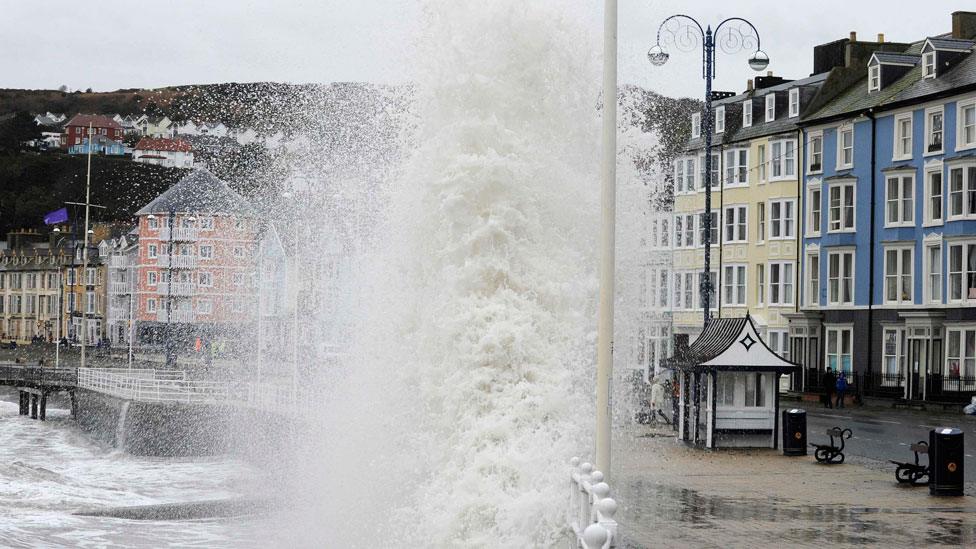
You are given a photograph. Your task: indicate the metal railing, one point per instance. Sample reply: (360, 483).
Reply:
(591, 509)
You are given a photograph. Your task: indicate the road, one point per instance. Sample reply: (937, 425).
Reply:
(883, 433)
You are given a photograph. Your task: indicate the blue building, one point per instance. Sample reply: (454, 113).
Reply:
(888, 260)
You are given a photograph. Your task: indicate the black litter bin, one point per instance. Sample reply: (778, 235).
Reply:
(946, 456)
(794, 432)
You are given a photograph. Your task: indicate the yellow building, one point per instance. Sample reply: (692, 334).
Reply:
(756, 169)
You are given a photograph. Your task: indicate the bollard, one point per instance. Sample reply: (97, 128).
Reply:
(946, 459)
(794, 432)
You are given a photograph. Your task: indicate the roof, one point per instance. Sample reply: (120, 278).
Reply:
(200, 192)
(96, 120)
(161, 144)
(730, 344)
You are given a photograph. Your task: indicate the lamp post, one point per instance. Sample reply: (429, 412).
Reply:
(739, 34)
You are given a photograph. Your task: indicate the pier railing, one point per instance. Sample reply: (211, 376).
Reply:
(591, 509)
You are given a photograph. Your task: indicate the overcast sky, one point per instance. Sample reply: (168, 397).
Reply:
(154, 44)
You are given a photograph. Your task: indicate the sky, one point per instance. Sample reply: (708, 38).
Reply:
(155, 44)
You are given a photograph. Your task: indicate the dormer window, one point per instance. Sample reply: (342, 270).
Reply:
(874, 78)
(928, 65)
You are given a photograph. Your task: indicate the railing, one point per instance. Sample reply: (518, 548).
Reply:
(179, 288)
(179, 261)
(591, 509)
(180, 234)
(176, 315)
(118, 288)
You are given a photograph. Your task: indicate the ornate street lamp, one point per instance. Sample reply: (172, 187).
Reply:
(731, 35)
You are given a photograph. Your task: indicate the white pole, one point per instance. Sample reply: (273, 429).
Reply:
(608, 172)
(84, 251)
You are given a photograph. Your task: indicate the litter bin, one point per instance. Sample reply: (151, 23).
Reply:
(946, 456)
(794, 432)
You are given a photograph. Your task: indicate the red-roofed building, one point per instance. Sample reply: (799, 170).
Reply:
(76, 129)
(172, 153)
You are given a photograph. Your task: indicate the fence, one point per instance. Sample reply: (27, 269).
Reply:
(591, 509)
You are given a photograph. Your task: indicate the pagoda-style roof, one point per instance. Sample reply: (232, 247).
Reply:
(730, 344)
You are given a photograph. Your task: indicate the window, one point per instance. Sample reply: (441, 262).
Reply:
(842, 200)
(813, 211)
(784, 159)
(713, 229)
(960, 353)
(903, 137)
(781, 283)
(840, 277)
(966, 125)
(813, 279)
(962, 191)
(898, 275)
(762, 163)
(815, 158)
(761, 215)
(933, 130)
(933, 273)
(874, 78)
(900, 201)
(735, 224)
(845, 147)
(839, 343)
(760, 284)
(928, 64)
(734, 285)
(781, 224)
(933, 198)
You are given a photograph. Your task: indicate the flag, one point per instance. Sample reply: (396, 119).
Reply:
(57, 216)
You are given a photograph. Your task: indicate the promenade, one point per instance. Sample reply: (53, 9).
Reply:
(675, 496)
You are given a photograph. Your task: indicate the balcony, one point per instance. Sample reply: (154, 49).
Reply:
(177, 288)
(179, 261)
(180, 234)
(117, 288)
(177, 315)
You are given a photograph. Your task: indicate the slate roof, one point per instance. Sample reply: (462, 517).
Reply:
(911, 87)
(200, 192)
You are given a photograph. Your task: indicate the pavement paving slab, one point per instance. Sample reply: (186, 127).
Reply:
(672, 495)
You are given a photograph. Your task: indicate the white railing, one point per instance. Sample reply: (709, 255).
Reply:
(179, 288)
(118, 287)
(591, 509)
(179, 261)
(177, 315)
(183, 234)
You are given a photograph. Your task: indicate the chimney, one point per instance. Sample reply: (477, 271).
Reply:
(964, 25)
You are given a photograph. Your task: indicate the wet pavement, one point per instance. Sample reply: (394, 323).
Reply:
(675, 496)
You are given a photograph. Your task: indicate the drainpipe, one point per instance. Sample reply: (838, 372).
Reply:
(860, 390)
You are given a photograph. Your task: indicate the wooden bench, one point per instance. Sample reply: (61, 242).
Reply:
(832, 453)
(913, 473)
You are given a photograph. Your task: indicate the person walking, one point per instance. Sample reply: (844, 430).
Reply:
(830, 382)
(841, 389)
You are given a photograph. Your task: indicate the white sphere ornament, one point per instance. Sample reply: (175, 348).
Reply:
(657, 55)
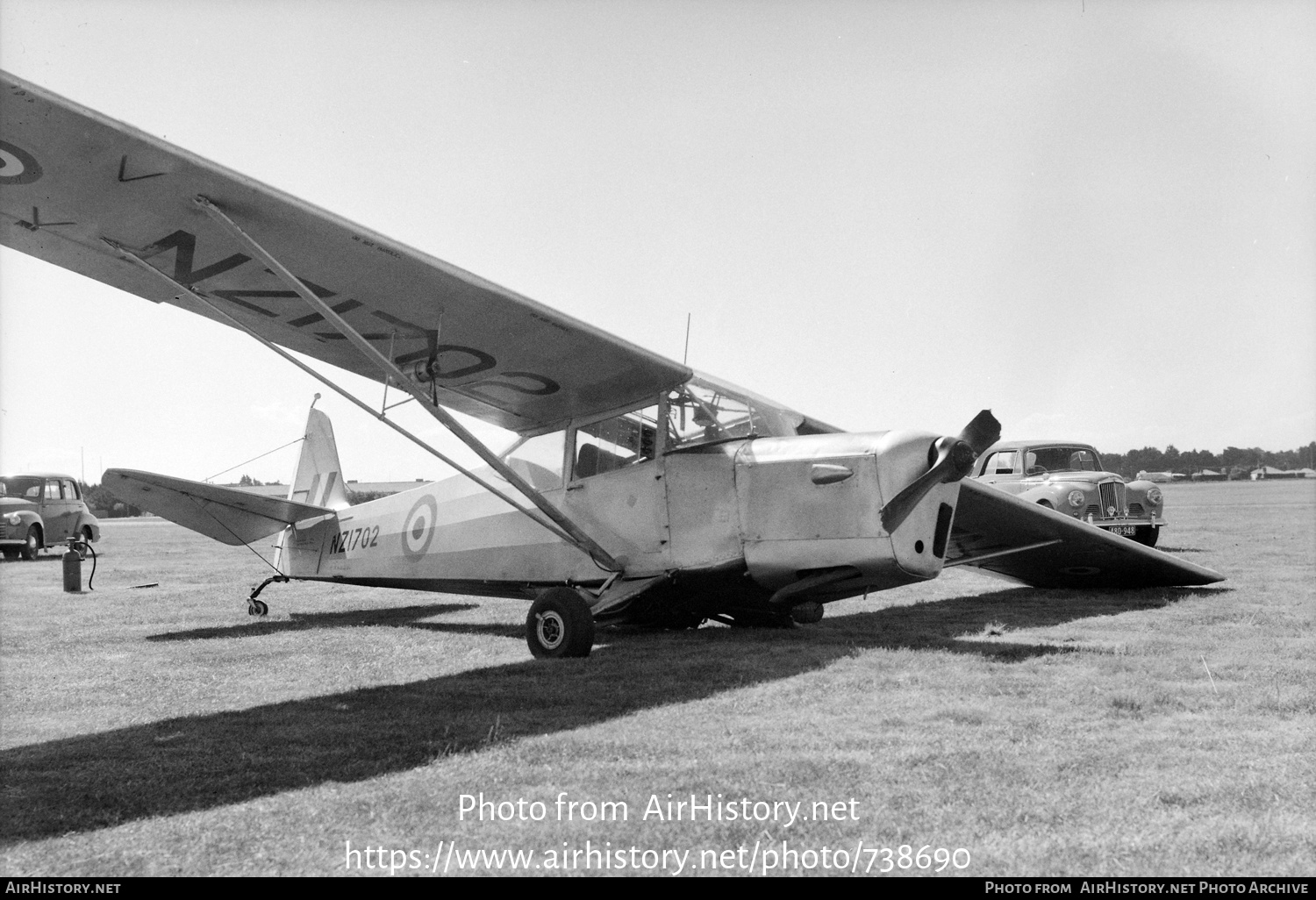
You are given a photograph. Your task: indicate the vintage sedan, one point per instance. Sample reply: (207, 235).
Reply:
(41, 511)
(1069, 478)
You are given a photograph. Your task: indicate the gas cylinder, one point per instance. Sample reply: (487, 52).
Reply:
(73, 570)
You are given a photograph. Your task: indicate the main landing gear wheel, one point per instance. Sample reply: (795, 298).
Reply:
(1147, 534)
(560, 625)
(807, 612)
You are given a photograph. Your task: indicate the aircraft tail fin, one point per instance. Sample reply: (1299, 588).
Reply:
(318, 479)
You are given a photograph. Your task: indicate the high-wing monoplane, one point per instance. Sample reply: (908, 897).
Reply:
(637, 489)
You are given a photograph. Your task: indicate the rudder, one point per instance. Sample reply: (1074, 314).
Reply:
(318, 479)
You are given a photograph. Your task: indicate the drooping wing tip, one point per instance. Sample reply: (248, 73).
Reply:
(982, 432)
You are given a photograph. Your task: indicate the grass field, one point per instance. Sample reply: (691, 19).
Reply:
(161, 731)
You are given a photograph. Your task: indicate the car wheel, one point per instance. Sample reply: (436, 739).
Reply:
(560, 625)
(33, 544)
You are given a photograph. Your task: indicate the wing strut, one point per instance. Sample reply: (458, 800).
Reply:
(132, 257)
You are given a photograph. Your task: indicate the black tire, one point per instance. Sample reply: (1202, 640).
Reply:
(808, 612)
(1147, 534)
(560, 625)
(33, 545)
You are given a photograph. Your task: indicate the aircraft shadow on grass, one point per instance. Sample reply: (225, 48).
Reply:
(199, 762)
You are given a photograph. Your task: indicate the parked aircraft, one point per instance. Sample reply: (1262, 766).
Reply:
(1161, 478)
(637, 489)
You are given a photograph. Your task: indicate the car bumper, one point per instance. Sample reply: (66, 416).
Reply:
(1126, 525)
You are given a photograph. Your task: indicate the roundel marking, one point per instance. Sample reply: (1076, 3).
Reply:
(418, 528)
(18, 166)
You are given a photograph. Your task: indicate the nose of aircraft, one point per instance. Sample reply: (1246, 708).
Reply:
(949, 460)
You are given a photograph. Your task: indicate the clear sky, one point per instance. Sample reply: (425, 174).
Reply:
(1097, 218)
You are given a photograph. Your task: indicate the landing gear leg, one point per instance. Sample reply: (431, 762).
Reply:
(258, 607)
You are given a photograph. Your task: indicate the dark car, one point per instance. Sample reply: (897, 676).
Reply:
(1069, 478)
(41, 511)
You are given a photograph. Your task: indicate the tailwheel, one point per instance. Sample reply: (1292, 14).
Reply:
(560, 625)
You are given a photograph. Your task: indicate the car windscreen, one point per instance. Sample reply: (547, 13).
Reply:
(23, 486)
(1063, 460)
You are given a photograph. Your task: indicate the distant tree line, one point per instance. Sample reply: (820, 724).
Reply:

◇ ◇ ◇ ◇ ◇ ◇ ◇

What you should do:
Skip the pictures and transcribe the rest of the records exactly.

Output of the task:
You are given a photograph. Your task: indicate the metal railing, one point per instance. Sample reply: (360, 483).
Reply:
(591, 509)
You are given a photograph. Your task: indicate the road, one point per instance. Sample reply: (937, 425).
Reply:
(883, 433)
You are given a photograph. Your task: indicate the blue building, one point per instance. Sample reply: (454, 113).
Reply:
(888, 260)
You are given a photograph. Your task: indicate the black litter bin, one point per instance. Sample reply: (778, 235).
Reply:
(946, 456)
(794, 432)
You are given a photograph. Your task: indicate the yellow building, one point per instance. Sample reply: (692, 334).
Reply:
(756, 169)
You are given a photograph. Your task: indicate the bollard, one point per instance. Sample reply: (97, 128).
Reply:
(946, 459)
(794, 432)
You are given a photograph. Your task: indicate the roof, one point per instance. Sample reply: (120, 278).
Reply:
(200, 192)
(96, 120)
(161, 144)
(730, 344)
You are given a photograph. Your task: indicate the lamp post, one point per instance. Sample reply: (429, 412).
Reply:
(739, 34)
You are given a photograph. Your task: indicate the pier railing, one point per instance. Sample reply: (211, 376).
Reply:
(591, 509)
You are given a photograph. Your task: indicate the overcast sky, one point per instance. Sample reply: (168, 397).
Reply:
(154, 44)
You are given a photograph. Your task: indicate the sky, one point per instance. Sample reply: (708, 38).
Reply:
(155, 44)
You are given a photograph. Your task: indicate the dormer window, one point per instance. Sample reply: (342, 270).
Reply:
(874, 78)
(928, 65)
You are given a photograph. Your task: indicate the railing, one point per instance. Sample reply: (518, 548).
Reply:
(179, 288)
(179, 261)
(591, 509)
(180, 234)
(176, 315)
(118, 288)
You are given a photograph. Your task: indicate the ornate street lamp, one point per instance. Sample reply: (172, 187).
Reply:
(731, 35)
You are given a photograph. Your task: indicate the white pole, one point per instance. Sample reply: (273, 429).
Reply:
(608, 172)
(84, 251)
You are given a photograph. Your task: indicate the litter bin, one point per instance. Sample reply: (151, 23).
Reply:
(946, 456)
(794, 432)
You are given a photograph. Your task: indicate the red-roofed building, one point per instance. Sample reply: (799, 170).
Reply:
(76, 129)
(172, 153)
You are given a photograph. Your task: indicate the fence, one point per instance. Sample reply: (27, 269).
Reply:
(591, 509)
You are given a photograph. Your task: indicate the pagoda-style roof, one point per instance. Sample reply: (232, 247).
Reply:
(730, 344)
You are given a photograph. Your task: indicate the window, one point per instance. Sample reply: (441, 262).
Reply:
(842, 200)
(813, 211)
(784, 159)
(713, 229)
(960, 353)
(903, 137)
(781, 283)
(840, 277)
(966, 125)
(813, 279)
(962, 191)
(898, 275)
(762, 163)
(815, 158)
(761, 215)
(933, 130)
(933, 273)
(874, 78)
(900, 201)
(735, 224)
(845, 147)
(839, 343)
(760, 284)
(928, 64)
(734, 285)
(781, 224)
(933, 198)
You are given a photograph. Your task: indicate the flag, one point per instance. Sample reply: (396, 119).
Reply:
(57, 216)
You are given a photograph. Your task: indicate the promenade, one point per instance. Sample reply: (53, 9).
Reply:
(675, 496)
You are given a photograph. Your task: indicate the balcony, one point per instance. Sample reply: (154, 49).
Reply:
(177, 288)
(179, 261)
(180, 234)
(117, 288)
(177, 315)
You are given a photograph. Your task: indicate the slate roof, one point per instance. Sample reply: (462, 517).
Reply:
(911, 87)
(200, 192)
You are given a photograph. Your task: indicate the pavement paving slab, one point per instance. Sample reply: (186, 127).
Reply:
(672, 495)
You are given a photograph. Your task: indicate the white railing, one point per instance. Sample reply: (709, 255).
Reply:
(179, 288)
(118, 287)
(591, 509)
(179, 261)
(177, 315)
(183, 234)
You are given a photograph. Your task: indicate the chimney, one point per instance. Sample reply: (477, 271).
Reply:
(964, 25)
You are given a photograph. Your task: indicate the wet pavement, one point per instance. Sample reply: (394, 323).
Reply:
(675, 496)
You are given a photograph. Your task: indicate the drainpipe, one point per instance. Sample reply: (838, 372).
Reply:
(860, 390)
You are given a photograph. Your task: indicate the wooden bench, one point per instance. Sample reply: (61, 242).
Reply:
(832, 453)
(913, 473)
You are given a photograph. Your task: indicate the person walking, one point per instance. Sample reply: (844, 430).
Reply:
(830, 382)
(841, 389)
You are given a photograph. Your task: indicate the white sphere ornament, one point per instance. Sample reply: (175, 348).
Reply:
(657, 55)
You are given a photograph. Your task: indicate the vintage sedan, one point per instance. Sample reply: (207, 235).
Reply:
(41, 511)
(1069, 478)
You are given a photograph. Your task: indicate the gas cylinder, one point per instance. Sample reply: (487, 52).
Reply:
(73, 570)
You are given a photograph. Your task: indicate the main landing gear wheel, one point per instance. Sample reply: (795, 298).
Reply:
(1147, 534)
(560, 625)
(807, 612)
You are given a photograph. Your task: indicate the aircraft tail fin, one point per instance. Sample reply: (1299, 588).
Reply:
(318, 479)
You are given a photograph. Your task: indicate the high-wing monoplane, one point per instance. Sample reply: (908, 897).
Reply:
(637, 489)
You are given a photograph. Your task: indicate the rudder, one point per instance. Sample reply: (1074, 314).
Reply:
(318, 479)
You are given a photograph. Your task: indicate the drooping wing tip, one point per instance. Sample reply: (248, 73).
Reply:
(982, 432)
You are given a photograph. Your task: indicate the grass field, one point per instance. Sample reply: (691, 19).
Reply:
(161, 731)
You are given a photograph. Your task: indicate the car wheel, one point per instance. Sample reply: (436, 739).
Reply:
(560, 625)
(33, 544)
You are given a photograph. Your task: indicate the wing strut, one point per instance. Sample reply: (458, 800).
Reply:
(132, 257)
You are given a photograph. Your task: indicate the black tire, one point per instance. Sample reply: (1202, 640).
Reply:
(808, 612)
(1147, 534)
(560, 625)
(33, 545)
You are given a photograph. Your task: indicate the aircraft shadow on grass, one point per instance. Sample reply: (225, 48).
Reply:
(199, 762)
You are given a photograph. Your task: indicate the parked aircraft, one point per instance. Sample reply: (1262, 766).
Reply:
(1161, 478)
(637, 489)
You are given a photograph. Your task: indicate the car bumper, one point per instance. Sample reply: (66, 416).
Reply:
(1126, 525)
You are given a photograph. Your task: indicate the roundel marking, one point per instance. Sample reply: (1076, 3).
Reply:
(418, 528)
(18, 166)
You are given a photograph. Your task: indicate the nose of aircraft, one point per instance. Sample reply: (1246, 708).
Reply:
(949, 460)
You are given a photograph. Your task: indicate the clear sky, one point per instance. Sample reply: (425, 174).
Reply:
(1097, 218)
You are given a photograph. Your task: indicate the landing gear leg, one point per instance. Sample reply: (431, 762).
Reply:
(258, 607)
You are given a photograph. Your task: indicate the dark car, one point per instance. Sample reply: (897, 676).
Reply:
(1069, 478)
(41, 511)
You are given a photograph. Your task: indicate the tailwheel, one point per instance. Sample reply: (1292, 14).
Reply:
(560, 625)
You are given a photograph. Your task: indicate the car windscreen, one point per instance. Sample reply: (547, 13).
Reply:
(23, 486)
(1063, 460)
You are given a photograph. Your task: indicate the distant tree line, one point per instance. Sample reply: (820, 724).
Reply:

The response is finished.